== Quoted passage ==

The internet is a wonderful tool. So is a chainsaw, until it’s used to trim your fingernails. Entrepreneurs are understandably skeptical about spending money on something as mundane as form bylaws when hundreds of examples are available at the click of a mouse. In many cases, that approach works out fine. When it doesn’t however, entrepreneurs run the risk of losing the protections of the corporate shield by not having appropriate provisions in their bylaws.
Bylaws are actually a contract between the corporation and its shareholders. This point is often overlooked when selecting a corporation as the business form, rather than, for example, a limited liability company (LLC) format, which uses an Operating Agreement as the governing document rather than bylaws. For a corporation that will have more than a single shareholder, the bylaws provide critical promises and standards that define the relationships among the shareholders, officers and directors. Bylaws are an important tool to prevent piercing the corporate veil in single shareholder corporations, but that is a subject for another time.
The FDIC’s litigation against bank officers and directors during the recent financial crisis was some of the most intense, technical corporate litigation in memory. This litigation occurred against a backdrop of extraordinary hostility against the financial community, particularly bankers. With the fall of Lehman Brothers in the fall of 2008 and the domino effect on subprime lenders, bankers were the targets of vitriol normally reserved for visiting teams in Philadelphia. One court opinion, denying a motion brought by defendant officers and directors, made a very strong statement about the losses the banking industry had inflicted upon the American taxpayers. The fact that the Federal Deposit Insurance Fund, which the FDIC uses to protect deposits in failed banks, is actually funded by member banks, not taxes, was an inconvenient fact that didn’t make the cut in the opinion.
Since these FDIC cases largely turn on the interpretation of state corporate law, current case law is fertile ground for shareholders who feel they have been treated unfairly or who question the business decisions of officers and directors, particularly when potential defendants serve in dual capacities as officers and directors. Recently, a federal court ruled that corporate officers serving on a bank board were subject to the standard of care for officers — even when casting votes as directors — for actions the court deemed not to be corporate policy matters. FDIC v. Dodson, et al., No. 4:13-cv-416-MW-CAS (N.D. Fla. Feb. 27, 2014). Anyone who doubts the animus directed to corporate officers and directors should review the Yates memo from the Department of Justice which focuses on individual liability for corporate wrongs. (My colleague, Nicole Deese Newlon, is working on a separate article about the Yates memo).

===
== Data records ==

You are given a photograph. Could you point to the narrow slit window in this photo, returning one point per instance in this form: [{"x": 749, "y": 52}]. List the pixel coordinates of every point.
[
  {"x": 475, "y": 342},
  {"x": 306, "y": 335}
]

===
== Data records ==

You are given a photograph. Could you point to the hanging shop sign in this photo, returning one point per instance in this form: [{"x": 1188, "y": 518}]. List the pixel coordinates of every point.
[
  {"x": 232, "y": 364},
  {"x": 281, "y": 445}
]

===
== Data records ==

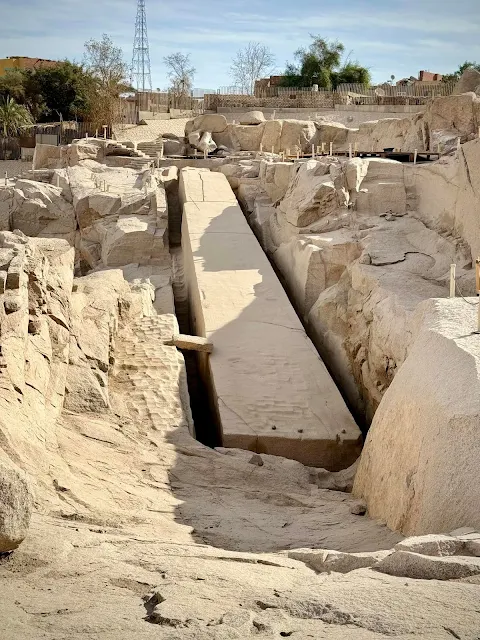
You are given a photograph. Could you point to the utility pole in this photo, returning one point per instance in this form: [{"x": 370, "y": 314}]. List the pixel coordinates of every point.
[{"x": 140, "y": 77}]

===

*Objective*. According to the commentary on corporate bylaws, which governing document does a limited liability company use in place of bylaws?

*Written response*. An Operating Agreement.